▸ Objective
How many lines of the material below contain the word "dark"? Reply with the number only.

Image box annotation records:
• • •

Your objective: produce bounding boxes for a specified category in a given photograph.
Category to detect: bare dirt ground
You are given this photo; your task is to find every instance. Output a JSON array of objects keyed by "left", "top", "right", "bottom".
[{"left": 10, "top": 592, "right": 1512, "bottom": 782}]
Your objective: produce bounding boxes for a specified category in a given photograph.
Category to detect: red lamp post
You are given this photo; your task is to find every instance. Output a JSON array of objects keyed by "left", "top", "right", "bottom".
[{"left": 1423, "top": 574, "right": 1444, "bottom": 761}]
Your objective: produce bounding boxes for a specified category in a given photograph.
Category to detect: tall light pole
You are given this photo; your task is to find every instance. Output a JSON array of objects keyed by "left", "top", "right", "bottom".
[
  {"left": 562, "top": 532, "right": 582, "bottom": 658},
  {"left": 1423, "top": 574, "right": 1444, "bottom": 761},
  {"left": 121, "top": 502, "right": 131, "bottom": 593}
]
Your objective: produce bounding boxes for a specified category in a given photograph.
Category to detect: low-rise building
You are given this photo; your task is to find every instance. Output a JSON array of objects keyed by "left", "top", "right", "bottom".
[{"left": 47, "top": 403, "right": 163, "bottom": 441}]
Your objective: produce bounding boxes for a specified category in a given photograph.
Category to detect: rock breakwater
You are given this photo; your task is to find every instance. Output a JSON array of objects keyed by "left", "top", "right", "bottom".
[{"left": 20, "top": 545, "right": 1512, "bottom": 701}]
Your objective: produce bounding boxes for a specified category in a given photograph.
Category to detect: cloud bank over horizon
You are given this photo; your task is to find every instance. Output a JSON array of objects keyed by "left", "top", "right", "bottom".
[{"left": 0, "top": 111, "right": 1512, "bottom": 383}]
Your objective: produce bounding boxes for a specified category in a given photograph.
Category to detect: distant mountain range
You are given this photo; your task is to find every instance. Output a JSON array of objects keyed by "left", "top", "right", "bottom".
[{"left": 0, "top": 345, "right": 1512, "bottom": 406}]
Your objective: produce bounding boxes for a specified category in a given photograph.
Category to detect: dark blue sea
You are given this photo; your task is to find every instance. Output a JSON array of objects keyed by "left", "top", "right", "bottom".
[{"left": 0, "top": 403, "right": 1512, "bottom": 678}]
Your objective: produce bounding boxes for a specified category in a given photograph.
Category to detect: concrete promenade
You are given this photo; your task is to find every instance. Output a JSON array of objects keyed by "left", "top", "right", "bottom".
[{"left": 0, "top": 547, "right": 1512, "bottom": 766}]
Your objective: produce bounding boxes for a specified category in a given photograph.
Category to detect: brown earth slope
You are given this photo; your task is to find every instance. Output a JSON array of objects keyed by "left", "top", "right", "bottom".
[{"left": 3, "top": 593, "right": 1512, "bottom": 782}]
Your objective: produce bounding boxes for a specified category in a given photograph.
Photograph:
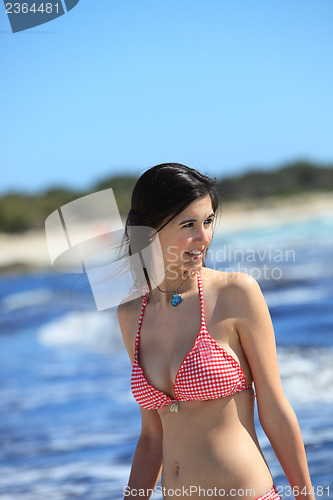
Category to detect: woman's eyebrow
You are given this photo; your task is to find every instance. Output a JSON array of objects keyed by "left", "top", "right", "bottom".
[{"left": 179, "top": 212, "right": 215, "bottom": 226}]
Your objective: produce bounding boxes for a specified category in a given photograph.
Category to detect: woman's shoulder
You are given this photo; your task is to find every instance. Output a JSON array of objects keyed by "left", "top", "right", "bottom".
[
  {"left": 202, "top": 267, "right": 259, "bottom": 293},
  {"left": 202, "top": 268, "right": 262, "bottom": 305}
]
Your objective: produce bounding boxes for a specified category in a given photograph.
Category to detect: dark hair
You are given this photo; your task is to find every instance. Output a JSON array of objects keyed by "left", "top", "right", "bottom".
[
  {"left": 125, "top": 163, "right": 219, "bottom": 232},
  {"left": 123, "top": 163, "right": 219, "bottom": 284}
]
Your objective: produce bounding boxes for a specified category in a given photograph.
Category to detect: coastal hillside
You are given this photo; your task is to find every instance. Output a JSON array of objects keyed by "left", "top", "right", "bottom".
[{"left": 0, "top": 161, "right": 333, "bottom": 233}]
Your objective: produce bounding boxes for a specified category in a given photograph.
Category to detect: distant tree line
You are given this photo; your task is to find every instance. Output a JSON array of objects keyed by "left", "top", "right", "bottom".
[{"left": 0, "top": 162, "right": 333, "bottom": 233}]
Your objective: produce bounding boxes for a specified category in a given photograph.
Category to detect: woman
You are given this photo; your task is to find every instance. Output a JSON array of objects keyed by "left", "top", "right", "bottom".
[{"left": 118, "top": 164, "right": 314, "bottom": 500}]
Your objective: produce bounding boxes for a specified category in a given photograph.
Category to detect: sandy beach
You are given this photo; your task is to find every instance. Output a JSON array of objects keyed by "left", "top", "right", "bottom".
[{"left": 0, "top": 193, "right": 333, "bottom": 272}]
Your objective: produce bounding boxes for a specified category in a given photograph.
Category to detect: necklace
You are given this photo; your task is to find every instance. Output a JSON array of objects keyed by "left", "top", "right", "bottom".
[{"left": 153, "top": 274, "right": 191, "bottom": 307}]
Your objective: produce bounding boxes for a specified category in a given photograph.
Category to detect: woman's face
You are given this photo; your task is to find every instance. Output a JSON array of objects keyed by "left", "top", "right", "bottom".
[{"left": 158, "top": 194, "right": 214, "bottom": 279}]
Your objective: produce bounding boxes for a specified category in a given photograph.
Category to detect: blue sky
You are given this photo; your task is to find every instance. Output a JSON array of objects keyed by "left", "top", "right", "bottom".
[{"left": 0, "top": 0, "right": 333, "bottom": 193}]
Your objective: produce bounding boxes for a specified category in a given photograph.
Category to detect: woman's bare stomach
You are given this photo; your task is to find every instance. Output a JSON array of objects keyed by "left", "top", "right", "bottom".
[{"left": 159, "top": 389, "right": 273, "bottom": 500}]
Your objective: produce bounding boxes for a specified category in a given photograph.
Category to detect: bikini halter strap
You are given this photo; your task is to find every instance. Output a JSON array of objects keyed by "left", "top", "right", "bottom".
[{"left": 136, "top": 272, "right": 206, "bottom": 344}]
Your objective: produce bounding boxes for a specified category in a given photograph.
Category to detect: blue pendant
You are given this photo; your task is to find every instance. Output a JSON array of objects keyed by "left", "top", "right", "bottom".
[{"left": 171, "top": 292, "right": 183, "bottom": 307}]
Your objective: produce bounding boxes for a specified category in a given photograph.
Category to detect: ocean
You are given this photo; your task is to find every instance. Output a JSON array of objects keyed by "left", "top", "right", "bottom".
[{"left": 0, "top": 214, "right": 333, "bottom": 500}]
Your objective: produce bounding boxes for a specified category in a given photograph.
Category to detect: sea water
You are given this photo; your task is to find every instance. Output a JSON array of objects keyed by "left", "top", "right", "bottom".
[{"left": 0, "top": 214, "right": 333, "bottom": 500}]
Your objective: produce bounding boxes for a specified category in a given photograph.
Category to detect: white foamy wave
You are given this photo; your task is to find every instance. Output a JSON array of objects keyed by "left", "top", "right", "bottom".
[
  {"left": 278, "top": 347, "right": 333, "bottom": 405},
  {"left": 1, "top": 288, "right": 54, "bottom": 311},
  {"left": 37, "top": 311, "right": 123, "bottom": 352},
  {"left": 264, "top": 286, "right": 332, "bottom": 307}
]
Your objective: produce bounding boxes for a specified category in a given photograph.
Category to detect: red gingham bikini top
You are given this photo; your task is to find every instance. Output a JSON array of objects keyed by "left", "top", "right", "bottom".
[{"left": 131, "top": 273, "right": 252, "bottom": 411}]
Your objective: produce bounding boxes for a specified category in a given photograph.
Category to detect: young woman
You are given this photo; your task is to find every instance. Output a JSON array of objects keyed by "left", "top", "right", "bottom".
[{"left": 118, "top": 164, "right": 314, "bottom": 500}]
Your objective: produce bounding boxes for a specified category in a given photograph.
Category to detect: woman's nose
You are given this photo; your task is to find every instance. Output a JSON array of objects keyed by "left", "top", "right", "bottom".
[{"left": 195, "top": 227, "right": 210, "bottom": 245}]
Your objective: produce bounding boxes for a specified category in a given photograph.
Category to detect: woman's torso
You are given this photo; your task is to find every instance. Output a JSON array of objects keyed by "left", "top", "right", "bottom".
[{"left": 130, "top": 268, "right": 272, "bottom": 500}]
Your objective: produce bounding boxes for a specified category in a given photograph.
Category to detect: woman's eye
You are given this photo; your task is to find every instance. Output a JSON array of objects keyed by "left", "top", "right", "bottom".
[{"left": 182, "top": 219, "right": 213, "bottom": 227}]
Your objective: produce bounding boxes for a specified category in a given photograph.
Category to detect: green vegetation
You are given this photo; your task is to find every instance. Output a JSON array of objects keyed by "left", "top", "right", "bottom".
[
  {"left": 218, "top": 162, "right": 333, "bottom": 201},
  {"left": 0, "top": 162, "right": 333, "bottom": 233}
]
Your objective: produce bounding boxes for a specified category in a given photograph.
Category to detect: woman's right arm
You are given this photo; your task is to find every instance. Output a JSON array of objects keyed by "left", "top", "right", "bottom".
[
  {"left": 125, "top": 408, "right": 163, "bottom": 499},
  {"left": 117, "top": 301, "right": 163, "bottom": 500}
]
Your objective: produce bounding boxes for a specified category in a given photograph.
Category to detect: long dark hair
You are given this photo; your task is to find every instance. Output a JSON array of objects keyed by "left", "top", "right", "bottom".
[{"left": 123, "top": 163, "right": 219, "bottom": 285}]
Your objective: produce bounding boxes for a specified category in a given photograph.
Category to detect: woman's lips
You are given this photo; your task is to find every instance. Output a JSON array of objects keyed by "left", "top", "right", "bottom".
[{"left": 185, "top": 252, "right": 202, "bottom": 260}]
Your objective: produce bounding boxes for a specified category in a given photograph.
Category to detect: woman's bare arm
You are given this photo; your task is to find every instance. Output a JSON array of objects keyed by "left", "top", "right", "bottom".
[
  {"left": 234, "top": 273, "right": 314, "bottom": 500},
  {"left": 118, "top": 302, "right": 163, "bottom": 499}
]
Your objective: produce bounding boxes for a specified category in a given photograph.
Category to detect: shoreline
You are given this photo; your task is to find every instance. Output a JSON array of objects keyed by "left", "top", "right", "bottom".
[{"left": 0, "top": 193, "right": 333, "bottom": 274}]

• • •

▸ Result of this exercise
3